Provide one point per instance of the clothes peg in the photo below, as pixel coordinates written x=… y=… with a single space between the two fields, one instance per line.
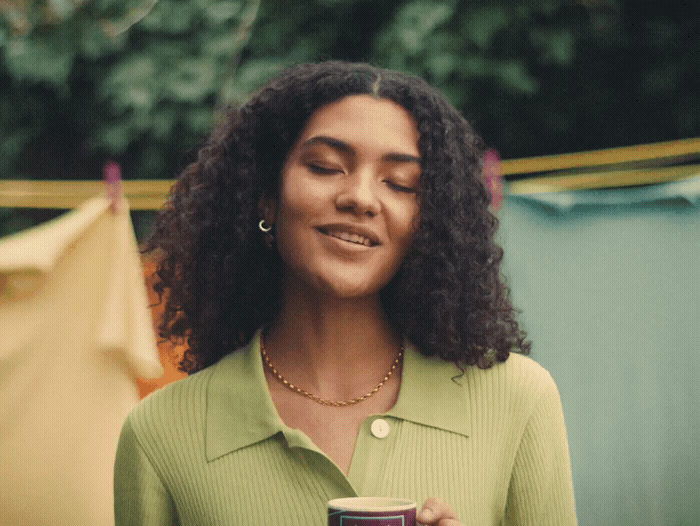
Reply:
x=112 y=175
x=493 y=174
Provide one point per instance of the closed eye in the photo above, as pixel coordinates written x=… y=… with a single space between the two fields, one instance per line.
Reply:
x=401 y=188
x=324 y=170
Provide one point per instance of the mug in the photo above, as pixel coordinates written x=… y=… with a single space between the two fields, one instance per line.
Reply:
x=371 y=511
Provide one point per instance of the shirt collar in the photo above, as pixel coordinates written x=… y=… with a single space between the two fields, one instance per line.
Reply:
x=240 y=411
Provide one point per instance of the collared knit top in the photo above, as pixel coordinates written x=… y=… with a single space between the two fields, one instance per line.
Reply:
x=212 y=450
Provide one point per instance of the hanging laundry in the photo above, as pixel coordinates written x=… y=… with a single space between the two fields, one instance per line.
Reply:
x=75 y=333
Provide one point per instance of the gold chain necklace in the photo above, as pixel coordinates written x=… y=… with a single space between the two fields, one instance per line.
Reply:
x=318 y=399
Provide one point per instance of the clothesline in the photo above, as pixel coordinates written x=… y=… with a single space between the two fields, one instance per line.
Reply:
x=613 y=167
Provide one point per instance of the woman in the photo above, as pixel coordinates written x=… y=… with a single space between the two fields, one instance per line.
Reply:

────────────────────

A word-for-word copy of the records is needed, one that contains no pictures.

Provide one point per instance of the clothes peg in the photo below, as pixel coordinates written x=… y=… with a single space between the two fields, one instance per line.
Reply:
x=112 y=175
x=493 y=174
Provide one point per instance of the closed eye in the photo above, as pixel coordinates written x=… y=… with a single space between the two fields, one instance per line.
Reply:
x=401 y=188
x=324 y=170
Provide one point per instance of the mug in the photo above, as pixel coordinates written x=… y=… with a single space between the two fields, one instance per line.
Reply:
x=371 y=511
Provide one point per instance of the shirt collar in the photo above, as pixel coordinates written x=… y=… with a single space between the two fields, one instance per line.
Reply:
x=240 y=411
Provide one point per instance of the collared knit top in the photo above, as pixel coordinates written x=… y=… with a single space between the two fields, one instance per line.
Reply:
x=212 y=450
Provide one point per instance of the hanging laundry in the photo above, as pixel coordinates written x=… y=… with a single space between the two fields, one instance per line.
Reply:
x=75 y=333
Provide one point per instance of the gold chain necklace in the photo above, as pixel coordinates written x=… y=… with a single space between the two fields, one instance per line.
Reply:
x=318 y=399
Provide one point per instance of the clothesline in the photo above, as pixel coordinates written x=… y=… with a single space between the two fields, one instance per line.
Reply:
x=613 y=167
Provide one point per instance of the woman in the photo above, as pixel coordinates written x=… y=… with a single space between the two fields, one instance per line.
Reply:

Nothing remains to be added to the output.